EXTRAIT FOURNI —
--------------------

Également, bien prendre en compte le fait que le Swatch Group s'en tire relativement bien et que la signature de cet accord amiable lui permettra de mettre fin aux procédures en cours : la Comco valide l'intégralité de sa stratégie de pénalisation industrielle des concurrents, en différant seulement leur agonie de quelques années. D'autant que le Swatch Group aura désormais la liberté de moduler cette agonie au gré de la conjoncture, avec la possibilité [incroyable que la Comco ait laissé passer cet article] de contrôler l'arrivée de nouveaux venus sur le marché en les privant de la « protection » relative de cet accord amiable (section 2 c) : en attendant la montée en puissance des « motoristes » concurrents, c'est la fin de l'entrée sur le marché des nouvelles marques qui n'auraient pas leurs propres mouvements... On admirera au passage la pratique de la « vente forcée » (section 2 d), qui ne va pas manquer d'encourager le surstockage préventif et le marché noir. À la place de quelques marques défaillantes mais « riches » d'un quota d'allocation de mouvements, on inscrirait ce droit acquis dans le bilan et on syndiquerait les demandes de marques qui n'auraient pas cet avantage.

--------------------

DONNÉES ENREGISTRÉES —

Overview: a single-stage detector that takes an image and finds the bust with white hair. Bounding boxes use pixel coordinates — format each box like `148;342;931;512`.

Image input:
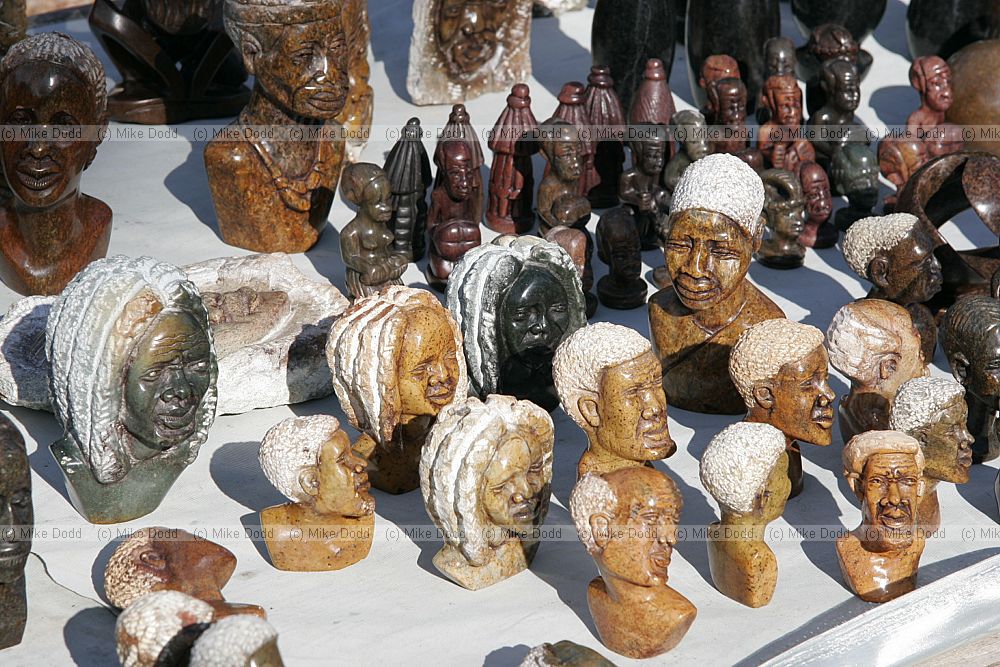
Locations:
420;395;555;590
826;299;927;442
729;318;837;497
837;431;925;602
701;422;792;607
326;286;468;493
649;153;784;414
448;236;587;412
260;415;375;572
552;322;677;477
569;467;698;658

--------------------

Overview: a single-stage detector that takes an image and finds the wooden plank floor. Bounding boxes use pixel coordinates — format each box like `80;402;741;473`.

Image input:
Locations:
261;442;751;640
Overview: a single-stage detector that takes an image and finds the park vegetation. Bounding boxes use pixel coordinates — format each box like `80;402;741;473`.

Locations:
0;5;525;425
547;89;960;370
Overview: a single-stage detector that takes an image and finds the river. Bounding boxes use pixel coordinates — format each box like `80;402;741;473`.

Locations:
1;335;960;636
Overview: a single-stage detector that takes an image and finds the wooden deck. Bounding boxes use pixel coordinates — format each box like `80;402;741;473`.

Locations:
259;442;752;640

--------------------

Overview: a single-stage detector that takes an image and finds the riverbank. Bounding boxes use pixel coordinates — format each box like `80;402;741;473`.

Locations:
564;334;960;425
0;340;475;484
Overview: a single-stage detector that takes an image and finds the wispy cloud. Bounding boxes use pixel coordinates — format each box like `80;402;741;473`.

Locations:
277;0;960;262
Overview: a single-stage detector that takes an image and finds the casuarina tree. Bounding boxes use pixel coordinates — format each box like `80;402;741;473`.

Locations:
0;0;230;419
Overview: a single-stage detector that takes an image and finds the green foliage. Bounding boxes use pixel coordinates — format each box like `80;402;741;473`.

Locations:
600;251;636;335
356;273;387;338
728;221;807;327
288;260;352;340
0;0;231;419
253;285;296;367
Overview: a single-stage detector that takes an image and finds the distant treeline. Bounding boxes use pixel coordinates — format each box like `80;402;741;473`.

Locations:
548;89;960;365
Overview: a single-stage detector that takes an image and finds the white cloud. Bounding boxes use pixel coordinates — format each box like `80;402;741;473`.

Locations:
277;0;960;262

--------------------

CONSIGNES ET EXIGENCES — Rédigez la suite du texte sur l'accord amiable entre le Swatch Group et la Comco, en partant de sa dernière phrase. Les données n'ont aucune utilité pour cet exercice.

RÉPONSE À L'EXERCICE —
 Ensuite, la réalité brutale des chiffres s'impose : d'ici à 2021 [demain en termes industriels], ce sera le désert pour les mouvements non propriétaires. Une pénurie soviétique sans exemple dans les industries connexes ! Les étagères du supermarché Swatch Group seront vides pour les petites marques et les entrants sur le marché. L'assèchement des livraisons est encore plus drastique pour les manufactures de mouvements (Sellita, Soprod, Dubois Dépraz et les autres) : le couperet tombera en 2017, avec une disposition assez vicieuse (section 3 b) pour les entreprises qui auraient déjà amorcé leur réarmement industriel – pénalisées de l'avoir fait ! – et pour celles qui se risqueraient à créer leurs propres montres. On notera les articles 4 c, d et e, qui risquent d'accélérer encore la pénurie imposée par le Swatch Group si ses concurrents avançaient plus vite que prévu dans sa nouvelle industrialisation : on a vraiment l'impression que le marché se verrouille face à toute nouvelle concurrence imprévisible...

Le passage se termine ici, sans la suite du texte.